Instruções das tarefas -
a) Reproduza literalmente o trecho do texto fornecido que vai desde "- Neste particular, não" até "pena de prisão.".
b) De acordo com o texto fornecido, em que publicação e em que data saiu o Acórdão de fixação de jurisprudência do Supremo Tribunal de Justiça n.º 8/2012?
c) Enumere todos os artigos de lei distintos citados no texto fornecido, indicando o diploma a que cada um pertence.

Texto fornecido -
++++++++
Nos termos do artº 14 do RGIT, conjugado com o artº 50 do C. Penal, suspender a execução da pena de prisão por igual período;

          Não se conformando com o acórdão proferido, veio o MºPº interpor recurso daquele acórdão a folhas 1095 e seguintes, apresentando entre o mais as seguintes conclusões:

 

CONCLUSÕES:
- Os factos praticados pelos arguidos, e que o acórdão recorrido descreveu com rigor, causaram prejuízos significativos ao Estado;
- O Acórdão de fixação de jurisprudência do Supremo Tribunal de Justiça n.º 8/2012, publicado no DR, 1ª Série, de 24.10.2012, não tem in casu aplicação por não estar em causa a pena do n.º 1 do art.º 105º do Regime Geral das Infracções Tributárias;
- No domínio da criminalidade fiscal, a suspensão da execução da pena de prisão aplicada é sempre condicionada ao pagamento da prestação tributária e acréscimos legais, do montante dos benefícios indevidamente obtidos - art. 14º do RGIT.
- Neste particular, não existe qualquer poder discricionário do tribunal de optar ou não pela aplicação da referida condição: ou suspende a execução da pena de prisão e impõe a condição ou não suspende a execução da pena de prisão.
- Nestes termos, optando o tribunal pela pena de suspensão da execução da prisão, deve, sempre e em todos os casos, subordiná-la ao cumprimento do pagamento da prestação tributária e acréscimos legais em dívida.

- Quanto à previsível impossibilidade de pagamento da quantia em divida não podemos esquecer que no caso em análise as condições pessoais e económicas dos arguidos, dadas por assentes não serão muito diferentes das de milhões de cidadãos que gerem os seus recursos – não raras vezes bem mais parcos.

- Face às condições económicas dos arguidos, mesmo na tese defendida pelo tribunal colectivo, sempre seria prematuro que, desde já, se realizasse um juízo de impossibilidade futura de cumprimento, sem atender, por um lado, a um eventual regresso de “boa fortuna”, até porque os arguidos continuam activos profissionalmente e possuem valores e património de que podem lançar mão, e por outro lado, sem ter em conta que isentar os arguidos de qualquer obrigação de pagamento é permitir que possam beneficiar da dissimulação ou dissipação dos valores de que se apropriaram (ou da sua conversão em outros valores, ocultáveis ou ocultados), pactuando com tal dissimulação ou dissipação, a que acresce ainda o dever que os arguidos têm de procurar, pelos meios adequados e num prazo razoável, prover ao cumprimento da obrigação, em conformidade, com a sua situação patrimonial, nem que seja apenas de forma parcial.


- Optando-se pela suspensão da execução da pena aplicada aos arguidos, teria, pois, necessariamente de se lhes impor o cumprimento estrito de obrigações que os levassem a reparar as consequências danosas dos seus actos, por forma a evitar dar aos intervenientes processuais a sensação de que o crime pode, afinal, compensar;
- Do mesmo modo, levar-se-ia pedagogicamente os arguidos a interiorizar a censura ética que deve impender sobre condutas deste tipo, respondendo-se ainda a uma legítima expectativa do Estado – e, sobretudo, da sociedade – e cumprindo-se as demais finalidades visadas pela punição.
++++++++
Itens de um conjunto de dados
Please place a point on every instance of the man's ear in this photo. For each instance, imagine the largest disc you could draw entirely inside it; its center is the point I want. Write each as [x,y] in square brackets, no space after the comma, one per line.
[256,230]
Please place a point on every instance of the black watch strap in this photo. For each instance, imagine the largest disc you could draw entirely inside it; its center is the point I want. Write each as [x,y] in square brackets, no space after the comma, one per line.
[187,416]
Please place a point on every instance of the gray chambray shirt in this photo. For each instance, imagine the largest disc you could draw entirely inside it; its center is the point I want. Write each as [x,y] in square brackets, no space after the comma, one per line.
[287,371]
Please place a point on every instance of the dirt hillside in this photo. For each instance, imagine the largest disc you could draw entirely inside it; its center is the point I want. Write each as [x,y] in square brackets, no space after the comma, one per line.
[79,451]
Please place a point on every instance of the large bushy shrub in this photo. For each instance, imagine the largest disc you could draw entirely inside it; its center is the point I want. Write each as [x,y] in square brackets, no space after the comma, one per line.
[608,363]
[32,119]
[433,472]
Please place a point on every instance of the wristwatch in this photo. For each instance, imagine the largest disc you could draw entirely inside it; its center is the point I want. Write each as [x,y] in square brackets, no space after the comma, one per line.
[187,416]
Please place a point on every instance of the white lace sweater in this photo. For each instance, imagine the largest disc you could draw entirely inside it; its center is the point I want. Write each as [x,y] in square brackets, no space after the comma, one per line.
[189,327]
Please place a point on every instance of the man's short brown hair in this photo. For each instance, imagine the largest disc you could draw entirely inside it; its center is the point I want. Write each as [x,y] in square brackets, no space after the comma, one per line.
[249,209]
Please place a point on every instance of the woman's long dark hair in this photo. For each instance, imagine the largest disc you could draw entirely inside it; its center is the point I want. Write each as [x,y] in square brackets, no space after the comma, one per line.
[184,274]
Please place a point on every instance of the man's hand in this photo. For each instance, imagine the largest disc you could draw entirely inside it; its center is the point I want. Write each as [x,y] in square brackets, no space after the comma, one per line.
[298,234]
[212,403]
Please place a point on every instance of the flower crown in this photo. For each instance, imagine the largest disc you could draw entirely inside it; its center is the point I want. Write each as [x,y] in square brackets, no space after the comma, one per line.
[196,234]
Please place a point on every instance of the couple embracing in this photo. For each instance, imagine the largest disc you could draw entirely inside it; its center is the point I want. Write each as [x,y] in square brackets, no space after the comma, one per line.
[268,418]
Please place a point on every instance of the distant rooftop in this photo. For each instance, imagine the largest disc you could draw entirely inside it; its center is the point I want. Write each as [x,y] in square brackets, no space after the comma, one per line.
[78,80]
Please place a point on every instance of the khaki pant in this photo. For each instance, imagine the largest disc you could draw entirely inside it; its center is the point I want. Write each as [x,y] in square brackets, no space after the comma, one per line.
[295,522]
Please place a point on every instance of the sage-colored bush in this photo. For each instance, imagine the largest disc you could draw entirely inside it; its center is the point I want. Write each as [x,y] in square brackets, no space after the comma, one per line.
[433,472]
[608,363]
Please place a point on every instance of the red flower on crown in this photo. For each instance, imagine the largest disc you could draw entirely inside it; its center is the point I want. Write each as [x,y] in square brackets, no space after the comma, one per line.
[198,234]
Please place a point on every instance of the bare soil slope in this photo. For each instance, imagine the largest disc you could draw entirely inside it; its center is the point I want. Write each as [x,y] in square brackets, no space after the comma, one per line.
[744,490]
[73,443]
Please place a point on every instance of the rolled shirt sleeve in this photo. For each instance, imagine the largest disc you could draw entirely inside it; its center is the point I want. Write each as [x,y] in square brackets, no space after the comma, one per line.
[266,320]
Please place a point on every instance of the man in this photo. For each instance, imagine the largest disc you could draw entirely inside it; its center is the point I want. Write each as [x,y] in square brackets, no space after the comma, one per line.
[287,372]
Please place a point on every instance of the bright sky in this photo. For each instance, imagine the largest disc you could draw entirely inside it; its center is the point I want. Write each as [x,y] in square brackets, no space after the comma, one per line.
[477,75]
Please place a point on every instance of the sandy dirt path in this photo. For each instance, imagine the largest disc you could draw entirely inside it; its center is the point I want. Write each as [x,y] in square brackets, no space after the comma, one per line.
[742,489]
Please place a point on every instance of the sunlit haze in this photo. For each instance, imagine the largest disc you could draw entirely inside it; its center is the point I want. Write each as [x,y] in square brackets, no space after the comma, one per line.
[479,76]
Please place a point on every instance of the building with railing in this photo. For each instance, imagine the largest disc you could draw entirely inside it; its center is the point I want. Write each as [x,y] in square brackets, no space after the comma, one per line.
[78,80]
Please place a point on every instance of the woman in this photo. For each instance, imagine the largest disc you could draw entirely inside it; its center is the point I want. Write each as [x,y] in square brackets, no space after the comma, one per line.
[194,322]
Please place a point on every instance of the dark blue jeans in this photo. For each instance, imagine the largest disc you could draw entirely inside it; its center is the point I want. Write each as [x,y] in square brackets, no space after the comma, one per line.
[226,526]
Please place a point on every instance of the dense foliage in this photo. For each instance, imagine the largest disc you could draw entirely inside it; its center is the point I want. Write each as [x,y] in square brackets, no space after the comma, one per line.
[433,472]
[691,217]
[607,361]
++++++++
Respostas às tarefas -
a)
- Neste particular, não existe qualquer poder discricionário do tribunal de optar ou não pela aplicação da referida condição: ou suspende a execução da pena de prisão e impõe a condição ou não suspende a execução da pena de prisão.

b) No DR, 1ª Série, de 24.10.2012.

c)
- artº 14 do RGIT
- artº 50 do C. Penal
- n.º 1 do art.º 105º do Regime Geral das Infracções Tributárias